* INSTRUCTION:
What do the lines say from the one containing "Indicate the man's short" to the end of the records? Restate them word for word, and only those.

Records of labeled points:
◇ ◇ ◇ ◇ ◇
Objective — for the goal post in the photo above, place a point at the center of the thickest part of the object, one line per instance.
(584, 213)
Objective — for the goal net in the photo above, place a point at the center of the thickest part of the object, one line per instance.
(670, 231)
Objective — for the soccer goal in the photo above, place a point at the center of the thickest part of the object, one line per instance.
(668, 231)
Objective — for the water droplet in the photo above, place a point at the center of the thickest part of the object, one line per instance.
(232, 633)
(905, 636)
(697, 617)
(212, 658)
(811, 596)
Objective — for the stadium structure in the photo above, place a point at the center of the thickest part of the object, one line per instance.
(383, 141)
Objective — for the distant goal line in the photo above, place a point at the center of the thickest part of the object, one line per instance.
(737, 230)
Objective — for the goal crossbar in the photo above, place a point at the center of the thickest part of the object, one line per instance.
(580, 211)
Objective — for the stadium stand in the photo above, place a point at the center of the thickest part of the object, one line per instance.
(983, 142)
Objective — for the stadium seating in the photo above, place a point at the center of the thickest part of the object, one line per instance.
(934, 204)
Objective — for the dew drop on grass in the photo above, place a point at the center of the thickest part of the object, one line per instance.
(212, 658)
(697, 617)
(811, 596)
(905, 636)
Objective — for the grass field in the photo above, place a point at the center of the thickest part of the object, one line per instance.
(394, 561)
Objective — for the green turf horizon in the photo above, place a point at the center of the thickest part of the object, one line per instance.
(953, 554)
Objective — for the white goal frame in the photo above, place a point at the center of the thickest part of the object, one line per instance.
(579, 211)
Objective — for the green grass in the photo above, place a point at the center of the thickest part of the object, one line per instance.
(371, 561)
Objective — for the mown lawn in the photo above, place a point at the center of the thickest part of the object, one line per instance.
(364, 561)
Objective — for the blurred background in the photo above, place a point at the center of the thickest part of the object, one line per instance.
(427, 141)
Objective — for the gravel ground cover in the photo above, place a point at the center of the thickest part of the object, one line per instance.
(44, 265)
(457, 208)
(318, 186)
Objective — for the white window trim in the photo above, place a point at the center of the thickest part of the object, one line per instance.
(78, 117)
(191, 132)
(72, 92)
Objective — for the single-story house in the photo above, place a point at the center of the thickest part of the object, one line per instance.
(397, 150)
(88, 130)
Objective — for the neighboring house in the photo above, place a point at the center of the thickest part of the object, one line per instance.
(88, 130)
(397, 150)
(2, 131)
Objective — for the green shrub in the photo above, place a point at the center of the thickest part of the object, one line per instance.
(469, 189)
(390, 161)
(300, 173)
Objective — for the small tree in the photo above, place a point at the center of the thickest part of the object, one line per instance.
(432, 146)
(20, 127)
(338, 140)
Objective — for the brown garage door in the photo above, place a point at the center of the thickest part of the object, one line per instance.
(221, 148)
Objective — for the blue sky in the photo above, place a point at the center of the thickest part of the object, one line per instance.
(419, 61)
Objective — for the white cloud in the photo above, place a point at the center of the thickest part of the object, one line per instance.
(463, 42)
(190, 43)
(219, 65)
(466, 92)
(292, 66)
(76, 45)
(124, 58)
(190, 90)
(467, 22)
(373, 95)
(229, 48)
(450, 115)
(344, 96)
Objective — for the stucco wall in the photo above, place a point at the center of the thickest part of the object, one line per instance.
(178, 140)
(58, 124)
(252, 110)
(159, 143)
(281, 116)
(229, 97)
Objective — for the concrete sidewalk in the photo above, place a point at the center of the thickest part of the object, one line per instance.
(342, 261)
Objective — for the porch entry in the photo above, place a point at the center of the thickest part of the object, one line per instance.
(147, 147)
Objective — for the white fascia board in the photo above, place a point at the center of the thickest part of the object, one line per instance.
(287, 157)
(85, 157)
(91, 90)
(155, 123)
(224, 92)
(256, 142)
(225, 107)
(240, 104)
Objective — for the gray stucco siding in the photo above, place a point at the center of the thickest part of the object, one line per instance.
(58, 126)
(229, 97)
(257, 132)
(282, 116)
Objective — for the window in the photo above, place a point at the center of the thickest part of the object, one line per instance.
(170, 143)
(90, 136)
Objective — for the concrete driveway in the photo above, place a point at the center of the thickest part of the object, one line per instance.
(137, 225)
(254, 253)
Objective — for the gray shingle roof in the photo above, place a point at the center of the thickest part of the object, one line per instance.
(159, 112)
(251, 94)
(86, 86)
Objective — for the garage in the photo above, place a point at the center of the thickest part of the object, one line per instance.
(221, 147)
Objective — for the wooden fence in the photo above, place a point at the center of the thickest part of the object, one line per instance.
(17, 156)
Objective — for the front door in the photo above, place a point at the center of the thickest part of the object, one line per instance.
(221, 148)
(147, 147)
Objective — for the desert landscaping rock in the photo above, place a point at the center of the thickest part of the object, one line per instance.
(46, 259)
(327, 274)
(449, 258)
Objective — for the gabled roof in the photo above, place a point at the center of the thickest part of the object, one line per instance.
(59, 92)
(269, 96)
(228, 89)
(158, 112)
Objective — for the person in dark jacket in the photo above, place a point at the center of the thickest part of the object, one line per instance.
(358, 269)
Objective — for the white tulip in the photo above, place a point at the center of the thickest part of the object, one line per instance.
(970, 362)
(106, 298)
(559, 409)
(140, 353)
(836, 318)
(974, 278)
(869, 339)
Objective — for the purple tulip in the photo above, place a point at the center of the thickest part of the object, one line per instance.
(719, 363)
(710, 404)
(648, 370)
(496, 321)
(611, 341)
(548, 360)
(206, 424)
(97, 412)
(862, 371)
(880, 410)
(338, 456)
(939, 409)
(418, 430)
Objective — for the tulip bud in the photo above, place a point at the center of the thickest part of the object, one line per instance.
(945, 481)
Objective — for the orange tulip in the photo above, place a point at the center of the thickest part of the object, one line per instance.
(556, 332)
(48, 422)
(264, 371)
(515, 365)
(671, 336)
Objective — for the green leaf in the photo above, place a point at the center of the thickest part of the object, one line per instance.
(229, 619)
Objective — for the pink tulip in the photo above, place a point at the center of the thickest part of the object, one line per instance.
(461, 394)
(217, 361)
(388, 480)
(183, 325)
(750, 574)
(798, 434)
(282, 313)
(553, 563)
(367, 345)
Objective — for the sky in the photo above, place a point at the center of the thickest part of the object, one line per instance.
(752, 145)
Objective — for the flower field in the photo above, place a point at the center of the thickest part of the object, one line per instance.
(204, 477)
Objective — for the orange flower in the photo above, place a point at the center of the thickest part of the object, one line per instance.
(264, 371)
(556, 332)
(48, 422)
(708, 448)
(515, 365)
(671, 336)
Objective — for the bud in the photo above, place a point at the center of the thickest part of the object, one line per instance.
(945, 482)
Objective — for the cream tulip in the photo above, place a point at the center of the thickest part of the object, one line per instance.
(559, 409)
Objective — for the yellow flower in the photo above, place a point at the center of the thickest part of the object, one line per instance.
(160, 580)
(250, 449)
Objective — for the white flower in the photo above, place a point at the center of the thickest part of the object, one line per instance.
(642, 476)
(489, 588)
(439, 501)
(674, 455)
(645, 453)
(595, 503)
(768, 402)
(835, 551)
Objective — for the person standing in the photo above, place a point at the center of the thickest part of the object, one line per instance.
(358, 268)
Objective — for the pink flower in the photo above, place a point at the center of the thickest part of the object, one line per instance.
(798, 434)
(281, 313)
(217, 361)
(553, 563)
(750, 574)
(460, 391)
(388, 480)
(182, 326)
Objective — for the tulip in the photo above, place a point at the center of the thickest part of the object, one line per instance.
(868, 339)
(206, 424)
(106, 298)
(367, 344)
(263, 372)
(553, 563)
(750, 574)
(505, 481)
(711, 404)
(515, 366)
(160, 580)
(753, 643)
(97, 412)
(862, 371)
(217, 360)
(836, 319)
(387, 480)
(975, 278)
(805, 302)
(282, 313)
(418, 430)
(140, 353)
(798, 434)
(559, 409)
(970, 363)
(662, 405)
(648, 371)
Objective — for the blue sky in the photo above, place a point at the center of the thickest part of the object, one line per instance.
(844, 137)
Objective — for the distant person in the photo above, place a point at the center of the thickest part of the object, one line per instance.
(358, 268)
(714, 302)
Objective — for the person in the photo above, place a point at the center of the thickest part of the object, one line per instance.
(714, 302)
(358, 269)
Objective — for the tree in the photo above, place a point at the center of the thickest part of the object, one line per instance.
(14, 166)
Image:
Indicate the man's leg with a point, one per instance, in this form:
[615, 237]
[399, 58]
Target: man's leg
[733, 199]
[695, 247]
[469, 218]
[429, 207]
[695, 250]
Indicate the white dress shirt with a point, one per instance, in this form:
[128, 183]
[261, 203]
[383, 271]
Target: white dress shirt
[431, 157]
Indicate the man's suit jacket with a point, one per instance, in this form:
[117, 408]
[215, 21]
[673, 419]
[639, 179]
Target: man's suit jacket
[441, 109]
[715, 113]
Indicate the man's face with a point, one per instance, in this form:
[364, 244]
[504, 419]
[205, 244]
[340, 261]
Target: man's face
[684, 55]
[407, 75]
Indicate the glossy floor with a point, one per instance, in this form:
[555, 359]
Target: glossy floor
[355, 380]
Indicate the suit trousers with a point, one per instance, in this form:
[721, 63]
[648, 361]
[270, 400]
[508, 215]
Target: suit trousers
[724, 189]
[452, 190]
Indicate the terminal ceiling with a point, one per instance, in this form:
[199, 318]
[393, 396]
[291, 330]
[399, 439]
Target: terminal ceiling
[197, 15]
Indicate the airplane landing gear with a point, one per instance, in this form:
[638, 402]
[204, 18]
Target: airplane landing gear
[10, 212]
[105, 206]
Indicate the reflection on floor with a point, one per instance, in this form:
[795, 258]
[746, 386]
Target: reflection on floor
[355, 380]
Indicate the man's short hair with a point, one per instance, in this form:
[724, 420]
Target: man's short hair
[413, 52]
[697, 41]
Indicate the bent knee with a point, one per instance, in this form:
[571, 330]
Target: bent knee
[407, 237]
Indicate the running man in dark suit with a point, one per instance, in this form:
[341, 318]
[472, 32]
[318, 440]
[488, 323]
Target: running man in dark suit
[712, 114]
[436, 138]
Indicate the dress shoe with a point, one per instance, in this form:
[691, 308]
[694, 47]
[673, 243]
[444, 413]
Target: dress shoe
◇ ◇ ◇ ◇ ◇
* RESPONSE TO THE TASK:
Indicate the man's short hair with a point, one per instance, in this form:
[724, 420]
Target: man's short hair
[413, 52]
[697, 41]
Indicate the bent knee with a point, one per instance, in this form:
[571, 330]
Target: bent knee
[407, 237]
Indicate the running man in dark suit with a point, one per instance, in this form:
[341, 318]
[472, 32]
[318, 440]
[488, 323]
Target: running man in dark suit
[712, 114]
[436, 138]
Indicate the dress shoe with a point, one per instance, in this form:
[691, 308]
[694, 47]
[673, 243]
[444, 413]
Target: dress shoe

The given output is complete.